* _Task prompt_: Where an entry below contains an image, skip the image and copy the rest exactly.

===== Data

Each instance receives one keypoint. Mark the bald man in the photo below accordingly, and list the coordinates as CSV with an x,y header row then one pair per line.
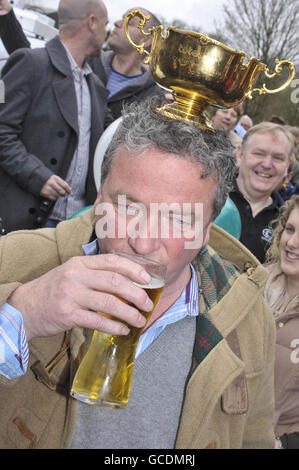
x,y
121,68
54,113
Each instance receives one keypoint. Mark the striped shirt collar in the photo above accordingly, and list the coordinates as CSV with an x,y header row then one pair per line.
x,y
187,301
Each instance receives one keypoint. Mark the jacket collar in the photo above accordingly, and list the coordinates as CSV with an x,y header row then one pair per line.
x,y
58,56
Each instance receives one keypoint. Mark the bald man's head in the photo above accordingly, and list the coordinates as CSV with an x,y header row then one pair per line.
x,y
71,13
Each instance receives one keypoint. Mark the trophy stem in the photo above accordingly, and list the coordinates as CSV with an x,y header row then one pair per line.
x,y
189,109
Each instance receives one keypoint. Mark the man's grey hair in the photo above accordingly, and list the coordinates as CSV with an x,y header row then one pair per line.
x,y
142,127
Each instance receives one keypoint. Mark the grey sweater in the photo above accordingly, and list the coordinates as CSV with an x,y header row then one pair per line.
x,y
152,416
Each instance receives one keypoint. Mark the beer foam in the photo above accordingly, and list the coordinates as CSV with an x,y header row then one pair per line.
x,y
154,284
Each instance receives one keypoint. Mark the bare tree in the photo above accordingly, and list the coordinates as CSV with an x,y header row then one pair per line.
x,y
266,29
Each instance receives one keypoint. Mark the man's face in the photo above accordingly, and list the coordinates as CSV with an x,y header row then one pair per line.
x,y
263,163
225,119
289,246
117,39
151,178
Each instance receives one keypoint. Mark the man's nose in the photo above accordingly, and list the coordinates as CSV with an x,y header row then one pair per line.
x,y
293,241
144,241
267,161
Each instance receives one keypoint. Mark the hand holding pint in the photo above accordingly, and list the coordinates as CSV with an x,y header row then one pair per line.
x,y
104,377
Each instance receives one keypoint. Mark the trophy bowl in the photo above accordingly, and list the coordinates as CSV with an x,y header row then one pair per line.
x,y
200,71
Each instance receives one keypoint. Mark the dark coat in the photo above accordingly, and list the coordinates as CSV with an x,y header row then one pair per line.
x,y
39,131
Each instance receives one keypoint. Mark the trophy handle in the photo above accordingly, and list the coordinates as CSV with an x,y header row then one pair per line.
x,y
140,26
277,71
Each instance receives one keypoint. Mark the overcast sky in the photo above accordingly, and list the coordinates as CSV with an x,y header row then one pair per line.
x,y
193,12
200,13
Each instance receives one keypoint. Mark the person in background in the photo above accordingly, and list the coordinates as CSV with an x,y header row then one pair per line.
x,y
282,294
55,110
246,122
263,160
126,78
226,120
121,68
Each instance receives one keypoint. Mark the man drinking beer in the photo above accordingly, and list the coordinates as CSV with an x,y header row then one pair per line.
x,y
203,375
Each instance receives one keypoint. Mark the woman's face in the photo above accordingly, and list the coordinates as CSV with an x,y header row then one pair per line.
x,y
289,246
225,119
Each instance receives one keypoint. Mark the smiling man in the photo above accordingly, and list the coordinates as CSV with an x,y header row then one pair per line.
x,y
266,154
203,375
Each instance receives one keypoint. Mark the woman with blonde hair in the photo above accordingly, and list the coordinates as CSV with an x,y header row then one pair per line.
x,y
282,294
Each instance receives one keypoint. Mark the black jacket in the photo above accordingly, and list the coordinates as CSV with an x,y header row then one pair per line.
x,y
39,131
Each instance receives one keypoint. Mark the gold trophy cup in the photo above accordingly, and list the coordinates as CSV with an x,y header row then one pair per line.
x,y
201,71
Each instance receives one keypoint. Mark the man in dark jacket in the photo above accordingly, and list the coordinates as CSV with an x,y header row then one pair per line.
x,y
263,159
50,123
120,68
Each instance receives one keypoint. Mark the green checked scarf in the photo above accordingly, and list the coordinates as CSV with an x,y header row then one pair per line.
x,y
217,275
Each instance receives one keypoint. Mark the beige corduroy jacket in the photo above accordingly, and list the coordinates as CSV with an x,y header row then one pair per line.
x,y
229,397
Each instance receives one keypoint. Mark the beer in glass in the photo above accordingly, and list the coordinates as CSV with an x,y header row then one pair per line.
x,y
105,374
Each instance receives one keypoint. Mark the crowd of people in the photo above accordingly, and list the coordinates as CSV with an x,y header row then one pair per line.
x,y
219,366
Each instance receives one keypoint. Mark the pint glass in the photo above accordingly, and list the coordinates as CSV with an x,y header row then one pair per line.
x,y
105,374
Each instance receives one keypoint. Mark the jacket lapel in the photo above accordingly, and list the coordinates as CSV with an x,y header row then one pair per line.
x,y
63,86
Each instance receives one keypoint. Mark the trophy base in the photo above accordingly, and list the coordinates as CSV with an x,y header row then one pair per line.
x,y
186,109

==========

* _Result below_:
Each instance receives one keypoint. Mark the bald man in the photo below accordingly, and list the coordinates as CSV with an x,y header row then one pair per line.
x,y
121,68
54,113
Each instance receives one keypoint. Mark the striped shirt collar in the photo above accordingly, and list the coordinates as CSV with an x,y header row then one pair per line.
x,y
187,301
Each instance receives one keypoint. Mark the jacket collar in the photo above accordingly, and list the coordinates as CSV with an x,y header row then one pair per line.
x,y
58,56
Each instance receives one keypoint. Mark the bald man's head in the photo above accordingly, and list the coordinates as CSV with an x,y header row then one pair per line.
x,y
71,13
Each instance receives one keypoint. Mark the trophy stem in the photo above accordingly, and list the coordinates as CSV with an x,y header row then one pair per line.
x,y
189,109
Each instance receives one keypoint. Mark the man's grey hair in the photo above accordingly, and list the coordinates as CSV with an x,y header row then one pair per line.
x,y
142,127
Each instance receives one keypoint. Mark the grey sweater in the photo above accordingly, and list the coordinates as CSV with an x,y header row then one pair per line.
x,y
152,416
Each instance receives one keypoint. Mark the beer foam in the photo above accordingly, and list the coordinates as CSV with an x,y header row then one pair per line.
x,y
154,284
Each instance receives one keypoint. Mark the bare tree in the photo above accordingly, and list the coordinates as CSV with an x,y header row then one pair per line.
x,y
266,29
Each instance receives one keypoint. Mark the man's face in the photo above accordingly, and list the coordinates as CSV with an x,y header row then one pair per line.
x,y
263,163
225,119
289,246
117,39
151,178
Each instance receives one keypoint. Mark the man's nose in the photo above accordingly, and list the coordinates as CSV with an x,y header row then one pair per line.
x,y
293,241
144,241
267,161
Each instance receives one keypoint. Mark the hand holding pint in the photo above accordingly, and list the coordinates as CSV with an x,y header row then one pair per line.
x,y
104,377
Each instance receives one keypoint. Mark the trophy bowl in the photo above accordingly, and list the coordinates as CSV with an x,y header row then one pair per line.
x,y
200,71
Each instance receives one keypoint. Mark the dark coat in the photo above accordingly, and list the coordinates as CSV with an x,y header row then one pair per line.
x,y
39,131
Each instance receives one keypoint. Mark the trophy handle in the photo above accordingly, and list the coordinates as CSV with an x,y header row then one pair per line.
x,y
140,26
277,71
Each instance receives one keypoint. Mark the overcast sky in the photo above accordingly, and list the coordinates as CSV with an x,y header row then one pair per line.
x,y
193,12
200,13
Each instance receives one keypoint. Mark the person in background in the photo above accordingly, and list the coordinates as CSV with an x,y header row then one pair per line.
x,y
282,294
55,110
246,122
263,160
126,78
226,120
121,68
Each instance receives one keypoint. Mark the man drinking beer in the photo above accordingly, and list the coordinates as CSV with an x,y header row then one pair per line.
x,y
203,375
Each instance receives one keypoint. Mark the woman's face in the photo above accordingly, and list the coordinates as CSV with an x,y header row then one pair per line.
x,y
289,246
225,119
Each instance receives one keypoint. Mark the smiling man in the photo above accordingly, and list the coordinates as CSV with an x,y header row then one pair per line.
x,y
266,154
203,375
Each instance receives one keypoint. Mark the woman with blonde hair in the photo above accordingly, and list the coordinates as CSV with an x,y header row then one pair per line.
x,y
282,294
Each instance receives one keypoint. Mark the black jacket in the photo above accordingly, and list the coordinates as CSV with an x,y header row then one pair per line.
x,y
39,131
Each instance receives one keypoint. Mark the gold trophy cup in the photo above accordingly, and list the coordinates as CSV with an x,y header row then one pair per line.
x,y
201,71
Each instance receives one keypoint. Mark the man in dark jacket in the photo above accordingly, and list the coordinates as CSV with an x,y header row then one pair per line.
x,y
263,159
50,123
120,68
Each instance receives one keypoint. Mark the green checked scarf in the photo above accordingly, and list the coordinates as CSV with an x,y header row then one pair per line.
x,y
217,275
Each instance receives one keypoint. Mark the beige corduroy jacket in the photo above accordingly, and list the coordinates as CSV with an x,y header row then one pair per line.
x,y
229,397
Each instance receives one keypoint. Mark the beer in glass in the photo above accordingly, and list the coordinates as CSV with an x,y header row then one pair per line.
x,y
105,374
Each instance receives one keypoint. Mark the crowd of people in the photo above accordingly, and list the coordinates as CSV with an x,y header row then one pair per line.
x,y
219,366
Each instance receives one keypoint. Mark the pint glass in the photo above accordingly, and list the coordinates as CSV with an x,y header row then one pair per line.
x,y
105,374
Each instance receives one keypoint. Mark the jacket lapel in the photo above accordingly, and list the coordinates as CSV with an x,y header row then one pair per line.
x,y
63,86
Each instance receives one keypoint. Mark the trophy base in the photo above accordingly, and list the coordinates as CSV with an x,y header row then one pair per line.
x,y
186,109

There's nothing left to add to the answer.